__What is being asked__
Omit all images, then return the remaining material exactly as it stands.

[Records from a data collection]

-- -- --

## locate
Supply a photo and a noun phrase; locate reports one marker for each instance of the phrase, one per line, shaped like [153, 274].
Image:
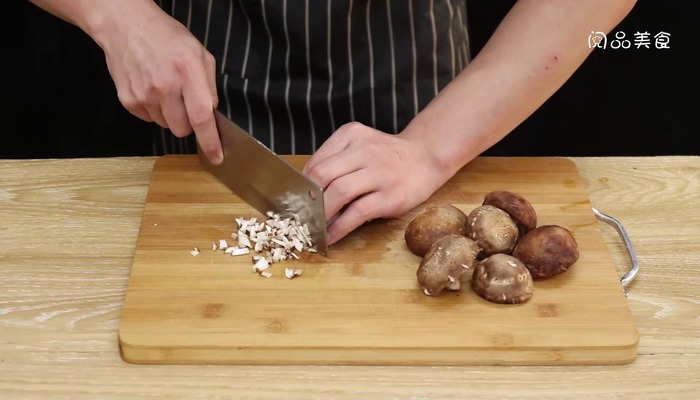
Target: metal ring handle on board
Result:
[632, 273]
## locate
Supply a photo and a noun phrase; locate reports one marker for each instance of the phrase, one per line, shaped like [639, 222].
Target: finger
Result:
[324, 172]
[200, 111]
[128, 100]
[346, 189]
[336, 143]
[156, 114]
[210, 66]
[360, 211]
[140, 112]
[175, 115]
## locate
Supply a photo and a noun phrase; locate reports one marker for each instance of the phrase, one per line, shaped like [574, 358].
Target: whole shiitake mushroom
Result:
[433, 223]
[492, 229]
[547, 250]
[445, 262]
[517, 206]
[501, 278]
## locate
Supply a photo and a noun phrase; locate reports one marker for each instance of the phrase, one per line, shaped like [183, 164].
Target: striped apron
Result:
[292, 72]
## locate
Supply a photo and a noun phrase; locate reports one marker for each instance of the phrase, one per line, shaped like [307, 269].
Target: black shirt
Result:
[292, 72]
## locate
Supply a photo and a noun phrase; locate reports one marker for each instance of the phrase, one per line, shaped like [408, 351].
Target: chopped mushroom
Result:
[292, 273]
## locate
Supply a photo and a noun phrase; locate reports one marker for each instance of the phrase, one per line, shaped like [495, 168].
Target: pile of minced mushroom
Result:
[498, 246]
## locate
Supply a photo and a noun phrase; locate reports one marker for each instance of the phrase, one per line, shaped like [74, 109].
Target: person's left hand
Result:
[369, 174]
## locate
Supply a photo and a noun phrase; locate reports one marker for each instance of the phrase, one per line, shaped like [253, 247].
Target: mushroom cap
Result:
[547, 250]
[433, 223]
[517, 206]
[502, 278]
[492, 229]
[445, 262]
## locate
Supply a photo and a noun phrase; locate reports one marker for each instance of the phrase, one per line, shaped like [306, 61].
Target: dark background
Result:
[60, 100]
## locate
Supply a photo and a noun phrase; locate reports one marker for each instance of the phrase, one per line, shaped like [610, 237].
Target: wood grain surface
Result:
[362, 304]
[68, 229]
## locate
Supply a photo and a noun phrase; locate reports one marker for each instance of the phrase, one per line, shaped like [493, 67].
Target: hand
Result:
[163, 73]
[372, 175]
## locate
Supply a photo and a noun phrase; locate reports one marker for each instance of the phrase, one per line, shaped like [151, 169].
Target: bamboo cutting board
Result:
[362, 304]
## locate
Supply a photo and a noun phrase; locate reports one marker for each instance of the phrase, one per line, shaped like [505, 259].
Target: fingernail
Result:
[218, 159]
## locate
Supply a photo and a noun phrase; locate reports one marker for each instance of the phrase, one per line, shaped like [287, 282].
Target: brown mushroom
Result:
[547, 250]
[443, 266]
[433, 223]
[492, 229]
[517, 206]
[503, 279]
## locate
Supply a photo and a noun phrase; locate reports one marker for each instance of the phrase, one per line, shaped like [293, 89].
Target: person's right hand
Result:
[163, 73]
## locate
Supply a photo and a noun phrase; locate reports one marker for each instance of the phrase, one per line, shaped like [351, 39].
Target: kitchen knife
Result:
[265, 181]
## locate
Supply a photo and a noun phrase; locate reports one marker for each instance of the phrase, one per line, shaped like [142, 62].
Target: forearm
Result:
[537, 47]
[96, 18]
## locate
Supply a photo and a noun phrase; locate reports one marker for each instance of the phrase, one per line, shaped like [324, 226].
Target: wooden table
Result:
[67, 233]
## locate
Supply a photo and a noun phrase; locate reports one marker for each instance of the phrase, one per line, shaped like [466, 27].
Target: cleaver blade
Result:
[267, 182]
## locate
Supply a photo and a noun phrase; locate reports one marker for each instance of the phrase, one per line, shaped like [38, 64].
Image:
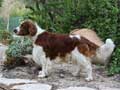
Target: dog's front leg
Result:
[46, 68]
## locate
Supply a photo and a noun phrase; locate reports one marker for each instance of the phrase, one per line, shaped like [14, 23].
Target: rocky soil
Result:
[61, 77]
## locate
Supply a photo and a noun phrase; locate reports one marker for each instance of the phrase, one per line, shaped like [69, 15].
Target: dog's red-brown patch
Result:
[59, 45]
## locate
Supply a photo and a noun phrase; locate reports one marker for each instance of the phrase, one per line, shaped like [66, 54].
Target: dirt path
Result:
[61, 77]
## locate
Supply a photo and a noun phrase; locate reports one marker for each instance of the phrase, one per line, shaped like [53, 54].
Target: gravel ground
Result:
[61, 76]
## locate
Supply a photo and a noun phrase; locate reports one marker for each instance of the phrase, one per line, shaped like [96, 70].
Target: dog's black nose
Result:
[15, 30]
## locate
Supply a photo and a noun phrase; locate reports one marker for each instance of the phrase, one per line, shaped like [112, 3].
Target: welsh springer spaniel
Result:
[50, 46]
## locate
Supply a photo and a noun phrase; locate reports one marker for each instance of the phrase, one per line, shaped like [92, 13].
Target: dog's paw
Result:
[89, 79]
[41, 74]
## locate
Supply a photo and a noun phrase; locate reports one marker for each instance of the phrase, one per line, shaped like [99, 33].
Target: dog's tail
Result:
[104, 52]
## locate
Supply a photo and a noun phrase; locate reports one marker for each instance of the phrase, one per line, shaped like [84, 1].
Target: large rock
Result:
[23, 84]
[108, 88]
[33, 87]
[7, 81]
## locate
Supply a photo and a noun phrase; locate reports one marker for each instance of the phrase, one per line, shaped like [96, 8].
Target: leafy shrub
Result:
[65, 15]
[16, 50]
[19, 47]
[5, 37]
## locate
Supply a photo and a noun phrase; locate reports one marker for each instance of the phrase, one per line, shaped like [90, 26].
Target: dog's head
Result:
[27, 28]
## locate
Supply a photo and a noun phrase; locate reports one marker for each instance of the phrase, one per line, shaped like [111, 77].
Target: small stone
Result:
[108, 88]
[61, 75]
[77, 88]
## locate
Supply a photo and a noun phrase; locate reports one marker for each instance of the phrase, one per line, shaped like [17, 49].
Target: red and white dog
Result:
[50, 46]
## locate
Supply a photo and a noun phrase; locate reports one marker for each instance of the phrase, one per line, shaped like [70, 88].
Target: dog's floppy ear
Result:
[32, 29]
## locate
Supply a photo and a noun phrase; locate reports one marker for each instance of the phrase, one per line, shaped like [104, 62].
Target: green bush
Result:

-- -- --

__Solution for this problem__
## locate
Supply a photo and a noun phrase; locate reports one marker for each instance of the phrase, one per line, shaped like [153, 274].
Image:
Target: metal ring handle on board
Result:
[632, 273]
## locate
Supply a photo and a noun phrase; locate reports one marker for each instance of the phrase, one per line, shaped like [639, 222].
Target: finger
Result:
[324, 172]
[200, 111]
[128, 100]
[346, 189]
[336, 143]
[156, 114]
[210, 66]
[360, 211]
[140, 112]
[175, 115]
## locate
Supply a photo and a noun phrase; locate reports one marker for each instance of the phrase, one per line, shaped like [574, 358].
Target: whole shiitake mushroom
Result:
[433, 223]
[492, 229]
[547, 250]
[445, 262]
[517, 206]
[501, 278]
## locate
Supply a photo and a noun phrase; locate reports one marker for each instance of the phrase, one per line, shaped like [183, 164].
Target: striped apron
Result:
[292, 72]
## locate
Supply a photo and a noun phrase; locate reports one marker for each instance of the phrase, one per line, shaped like [307, 269].
Target: black shirt
Result:
[292, 72]
## locate
Supply a photo and a noun phrase; locate reports one marker for each instance of the phrase, one per line, shaped like [408, 351].
Target: chopped mushroom
Result:
[292, 273]
## locate
Supply a photo and a noun phrase; locate reports one marker for each instance of the phrase, one per line, shaped like [495, 168].
Target: pile of minced mushroom
Result:
[498, 246]
## locate
Supply a photo and a noun phrase; locate reports one marker for each instance of the phrase, one per line, shaped like [74, 109].
Target: person's left hand
Result:
[369, 174]
## locate
Supply a photo and a noun phrase; locate reports one marker for each instance of the phrase, one per line, shaped like [253, 247].
Target: mushroom cap
Result:
[547, 250]
[433, 223]
[517, 206]
[502, 278]
[492, 229]
[445, 262]
## locate
Supply a photo and a noun phrase; locate reports one marker for each instance of the phrase, one per line, shaped like [306, 61].
Target: dark background
Result:
[60, 100]
## locate
Supply a photo and a noun phrase; locate reports one marker for each instance of the phrase, one per line, shaped like [610, 237].
Target: wood grain surface
Result:
[362, 304]
[68, 229]
## locate
Supply a photo and a noun phrase; locate reports one marker for each instance of the phrase, one per line, shaped like [493, 67].
Target: hand
Result:
[163, 73]
[372, 175]
## locate
Supply a photo and a noun phrase; locate reports one marker for each instance of the phrase, one per line, shaped like [151, 169].
Target: bamboo cutting board
Result:
[362, 304]
## locate
Supply a photo and a noun phrase; locate reports one marker for each instance of the phrase, one per line, shaped like [505, 259].
Target: fingernail
Result:
[218, 159]
## locate
Supply a photo and a noun phrase; locate reports one marker for each instance of the phrase, one per line, shaped like [287, 282].
Target: brown mushroom
Result:
[547, 250]
[443, 266]
[433, 223]
[492, 229]
[517, 206]
[503, 279]
## locate
Supply a photo and a noun phrase; locate reports one marker for each instance of the phrase, one per line, shaped like [293, 89].
Target: person's right hand
Result:
[163, 73]
## locate
Supply a photo and a noun phrase; locate reports one marker for each instance of the phrase, one per line, shaped like [351, 39].
Target: kitchen knife
Result:
[265, 181]
## locate
Supply a photo and a noun phrase; locate reports one marker for each instance of the phrase, one per line, shaped like [142, 62].
Target: forearm
Result:
[537, 47]
[96, 18]
## locate
Supply a photo and a noun phrase; locate reports one marker for each instance of the phrase, one per line, shaped like [324, 226].
Target: wooden table
Result:
[67, 233]
## locate
Supply a photo and a noun phrase; locate reports one marker for each instance of the phrase, one per line, shaped like [466, 27].
Target: cleaver blade
Result:
[267, 182]
## locate
Supply a photo and a noun phrase; locate reports one marker for each instance of the phrase, one per line, shaped like [38, 64].
Image:
Target: dog's front leg
Result:
[46, 68]
## locate
Supply a photo and a noun phrase; locate reports one marker for each instance of the phrase, one per line, shaped like [14, 23].
Target: rocky soil
Result:
[61, 77]
## locate
Supply a photo and a noun phrase; locate reports one marker for each instance of the phrase, one per line, shaped like [69, 15].
Target: dog's red-brown patch
Result:
[59, 45]
## locate
Supply a photo and a noun phrase; locate reports one marker for each instance of the phrase, one per line, shaped like [66, 54].
Target: dirt path
Result:
[61, 77]
## locate
Supply a photo and a noun phrase; locate reports one marker for each instance of the phrase, one per line, shaped like [53, 54].
Target: gravel ground
Result:
[61, 76]
## locate
Supply a photo and a noun phrase; locate reports one marker for each instance of the phrase, one per line, shaped like [96, 70].
Target: dog's black nose
Result:
[15, 30]
## locate
Supply a photo and a noun phrase; locate reports one marker for each instance of the phrase, one per line, shaped like [112, 3].
Target: welsh springer spaniel
Result:
[50, 46]
## locate
Supply a photo and a noun phrase; locate reports one marker for each instance of the phrase, one per line, shaped like [92, 13].
Target: dog's paw
Result:
[89, 79]
[41, 74]
## locate
Supply a photo and a noun phrase; locate reports one marker for each instance of the phrase, one per line, shaped like [99, 33].
Target: dog's tail
Result:
[104, 52]
## locate
Supply a photo and a noun phrase; locate reports one marker for each instance of the phrase, one per line, shaped like [84, 1].
Target: large rock
Result:
[23, 84]
[108, 88]
[33, 87]
[7, 81]
## locate
Supply a photo and a noun phrase; locate reports one marker for each instance of the phrase, one per line, shaped like [96, 8].
Target: leafy shrub
Result:
[65, 15]
[16, 50]
[19, 47]
[5, 37]
## locate
Supply a photo and a noun phrase; locate reports one marker for each instance of the phrase, one per line, shaped like [90, 26].
Target: dog's head
Result:
[27, 28]
## locate
Supply a photo and a noun phrase; locate reports one marker for each instance of the phrase, one per line, shaped like [111, 77].
Target: small stone
Result:
[108, 88]
[61, 75]
[77, 88]
## locate
Supply a photo and a noun phrase; locate reports one marker for each instance of the phrase, one per line, shaped like [17, 49].
Target: red and white dog
Result:
[50, 46]
## locate
Supply a photo and a noun phrase; locate reports one marker for each instance of the phrase, one per line, shaped like [70, 88].
Target: dog's floppy ear
Result:
[32, 29]
## locate
Supply a photo and a noun phrase; locate reports one marker for each instance of the phrase, one per line, shaped like [104, 62].
Target: green bush
Result:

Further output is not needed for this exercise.